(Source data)
◇ ◇ ◇ ◇ ◇ ◇ ◇

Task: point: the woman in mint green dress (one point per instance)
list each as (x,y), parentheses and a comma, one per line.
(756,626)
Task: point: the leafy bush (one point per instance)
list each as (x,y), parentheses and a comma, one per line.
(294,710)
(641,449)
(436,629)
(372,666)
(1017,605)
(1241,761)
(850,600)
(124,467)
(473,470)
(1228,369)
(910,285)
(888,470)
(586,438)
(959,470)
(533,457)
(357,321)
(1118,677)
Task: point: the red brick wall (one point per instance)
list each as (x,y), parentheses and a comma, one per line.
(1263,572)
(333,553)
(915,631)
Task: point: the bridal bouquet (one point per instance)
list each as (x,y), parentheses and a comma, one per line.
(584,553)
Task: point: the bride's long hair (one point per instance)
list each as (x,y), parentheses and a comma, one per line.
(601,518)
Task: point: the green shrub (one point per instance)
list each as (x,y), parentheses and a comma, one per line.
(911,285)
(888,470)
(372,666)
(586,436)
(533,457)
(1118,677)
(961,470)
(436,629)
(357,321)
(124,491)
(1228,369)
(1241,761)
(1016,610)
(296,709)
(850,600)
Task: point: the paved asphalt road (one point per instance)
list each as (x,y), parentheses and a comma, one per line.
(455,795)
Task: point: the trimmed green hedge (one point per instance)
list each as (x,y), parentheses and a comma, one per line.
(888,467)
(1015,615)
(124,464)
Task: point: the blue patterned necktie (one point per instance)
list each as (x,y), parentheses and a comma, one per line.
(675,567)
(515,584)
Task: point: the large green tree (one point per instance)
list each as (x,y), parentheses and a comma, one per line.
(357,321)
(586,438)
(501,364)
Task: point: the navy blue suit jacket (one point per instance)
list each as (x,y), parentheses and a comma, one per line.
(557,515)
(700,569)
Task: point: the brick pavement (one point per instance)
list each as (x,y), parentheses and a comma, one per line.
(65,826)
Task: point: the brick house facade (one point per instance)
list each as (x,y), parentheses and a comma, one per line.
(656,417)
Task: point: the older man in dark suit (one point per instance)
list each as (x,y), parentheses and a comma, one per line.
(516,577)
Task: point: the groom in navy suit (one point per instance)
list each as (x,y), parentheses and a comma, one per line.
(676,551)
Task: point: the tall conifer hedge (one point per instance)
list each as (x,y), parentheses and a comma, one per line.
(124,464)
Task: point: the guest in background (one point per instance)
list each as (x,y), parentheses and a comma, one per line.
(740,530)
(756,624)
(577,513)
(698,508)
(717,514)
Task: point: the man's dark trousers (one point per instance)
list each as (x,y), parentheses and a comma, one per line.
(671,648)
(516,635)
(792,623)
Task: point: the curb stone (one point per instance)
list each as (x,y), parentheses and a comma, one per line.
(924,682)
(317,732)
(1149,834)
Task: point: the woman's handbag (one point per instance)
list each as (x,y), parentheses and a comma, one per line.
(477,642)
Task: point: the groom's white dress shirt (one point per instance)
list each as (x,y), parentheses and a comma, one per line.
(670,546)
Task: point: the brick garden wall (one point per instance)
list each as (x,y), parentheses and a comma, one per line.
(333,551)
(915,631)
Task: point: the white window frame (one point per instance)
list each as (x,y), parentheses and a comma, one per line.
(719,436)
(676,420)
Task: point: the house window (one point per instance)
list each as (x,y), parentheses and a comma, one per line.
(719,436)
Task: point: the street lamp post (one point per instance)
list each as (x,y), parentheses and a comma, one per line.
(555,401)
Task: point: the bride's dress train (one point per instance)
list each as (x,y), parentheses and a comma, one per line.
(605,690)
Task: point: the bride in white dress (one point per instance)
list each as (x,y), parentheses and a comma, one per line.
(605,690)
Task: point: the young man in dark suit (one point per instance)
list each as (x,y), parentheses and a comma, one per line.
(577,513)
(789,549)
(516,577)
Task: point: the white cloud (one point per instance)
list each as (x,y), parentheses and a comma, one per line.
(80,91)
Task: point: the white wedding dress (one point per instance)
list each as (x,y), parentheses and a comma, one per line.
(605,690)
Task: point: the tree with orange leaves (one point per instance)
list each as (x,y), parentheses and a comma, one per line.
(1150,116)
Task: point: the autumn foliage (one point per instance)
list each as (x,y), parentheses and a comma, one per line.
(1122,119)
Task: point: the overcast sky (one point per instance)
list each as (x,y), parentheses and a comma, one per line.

◇ ◇ ◇ ◇ ◇ ◇ ◇

CHALLENGE - Convert every row above into a JSON array of strings, one string per line, leaving out blank lines.

WRITTEN ANSWER -
[
  "Task: point: the woman in mint green dress (one point per instance)",
  "list each as (x,y), parentheses and a comma, one per line.",
  "(756,626)",
  "Task: point: the leafy bush (one point per instance)",
  "list each as (x,y), parentheses and a comma, one per line.",
  "(294,710)",
  "(641,449)",
  "(436,629)",
  "(372,666)",
  "(1017,605)",
  "(1241,761)",
  "(850,600)",
  "(124,467)",
  "(473,470)",
  "(1228,369)",
  "(910,285)",
  "(888,470)",
  "(586,438)",
  "(959,470)",
  "(533,457)",
  "(357,321)",
  "(1118,677)",
  "Task: point: the red brick wall (one point per instance)",
  "list each as (x,y), parentheses and a comma, one per line.",
  "(1263,572)",
  "(333,553)",
  "(915,631)",
  "Task: point: the bridal bouquet (one point per instance)",
  "list each as (x,y), parentheses and a comma, one per line.",
  "(584,553)",
  "Task: point: the bride's long hair (one point per instance)",
  "list each as (x,y), parentheses and a comma, one per line.",
  "(601,518)",
  "Task: point: the green shrub (one point per instance)",
  "list each as (x,y), parentheses and a comma, one per line.",
  "(911,285)",
  "(888,470)",
  "(372,666)",
  "(586,436)",
  "(533,457)",
  "(1118,677)",
  "(961,470)",
  "(436,629)",
  "(357,321)",
  "(124,491)",
  "(1228,369)",
  "(1241,761)",
  "(1016,610)",
  "(296,709)",
  "(850,600)",
  "Task: point: the paved asphalt road (one point per instance)",
  "list each as (x,y), parentheses and a comma, one per line.",
  "(455,795)",
  "Task: point: the trimmed green hedge (one point per instance)",
  "list each as (x,y), parentheses and a comma, one per line.",
  "(888,467)",
  "(1015,615)",
  "(124,464)",
  "Task: point: the blue patterned necktie (one point per instance)",
  "list each as (x,y), parentheses and a comma, one per line.",
  "(675,567)",
  "(515,584)",
  "Task: point: the large green tree (one point per instance)",
  "list each as (x,y), parentheses and a comma, one per line.",
  "(357,321)",
  "(586,438)",
  "(501,364)",
  "Task: point: the navy blue suit jacket (one point per instance)",
  "list each as (x,y), parentheses and a comma, one per line.",
  "(557,515)",
  "(700,569)",
  "Task: point: the brick pavement (one point per instance)",
  "list each as (x,y), parentheses and a comma, one per line.",
  "(65,826)",
  "Task: point: the brick house facade (one point per instance)",
  "list each as (x,y), parentheses and a comma, one per line.",
  "(656,417)",
  "Task: point: the older man in dark suit (one point per instance)",
  "list each as (x,y), parentheses and a comma, one per line.",
  "(516,577)",
  "Task: point: the groom in navy suit (one point per instance)",
  "list each as (x,y), parentheses and a comma, one per line.",
  "(676,551)",
  "Task: point: the tall conifer hedge (one point per instance)",
  "list each as (x,y), parentheses and a comma, one per line.",
  "(124,464)",
  "Task: point: the guest in background (one point per instance)",
  "list each as (x,y), parentheses and a comma, one per line.",
  "(740,530)",
  "(756,624)",
  "(577,513)",
  "(698,508)",
  "(717,514)",
  "Task: point: the man's dark trousers (one point per instance)",
  "list each as (x,y), parentheses and a comma, one per line.",
  "(671,648)",
  "(516,635)",
  "(792,623)",
  "Task: point: the curb stone (one point per instance)",
  "list each as (x,y), parentheses and a comma, one per line.",
  "(924,682)",
  "(317,732)",
  "(1149,834)",
  "Task: point: the woman's handbag (one point per instance)",
  "list each as (x,y), parentheses and a comma, one per line.",
  "(477,642)",
  "Task: point: the groom's white dress shirt (one point per instance)",
  "list each as (x,y), parentheses and a comma, one per line.",
  "(670,546)",
  "Task: point: the brick garden wall (one point per instance)",
  "list each as (x,y), parentheses and a comma, one per line.",
  "(333,551)",
  "(915,631)",
  "Task: point: the white window frame (one point per instance)",
  "list each as (x,y), parentheses and a comma, one per line.",
  "(719,436)",
  "(676,420)",
  "Task: point: the house window (one point per instance)",
  "list each as (x,y), parentheses and a comma, one per line.",
  "(719,436)",
  "Task: point: the street lamp post (one point per instance)",
  "list each as (x,y), parentheses and a comma, one per line.",
  "(555,401)",
  "Task: point: the bride's dress train (one point per instance)",
  "list each as (x,y), parentheses and a comma, one per line.",
  "(605,690)",
  "Task: point: the bride in white dress (one point per instance)",
  "list each as (x,y), parentheses and a comma, one per line.",
  "(605,690)",
  "Task: point: the young man in dark suit (one point per instance)",
  "list each as (x,y), parentheses and a comma, one per line.",
  "(577,513)",
  "(789,549)",
  "(516,577)",
  "Task: point: the white cloud (one point per instance)",
  "list each as (x,y), parentheses and a comma, one per line.",
  "(80,91)",
  "Task: point: the white wedding dress (one point per instance)",
  "list each as (x,y), parentheses and a comma, one per line.",
  "(605,690)",
  "Task: point: the tree with orange leaves (one point per instance)",
  "list each as (x,y), parentheses and a comma, one per line.",
  "(1150,116)",
  "Task: point: the autumn foliage (one point per instance)",
  "list each as (x,y), parentheses and a comma, one per line.",
  "(1122,119)",
  "Task: point: the overcast sky (one point per instance)",
  "list each as (x,y), parentheses and a comma, one per line."
]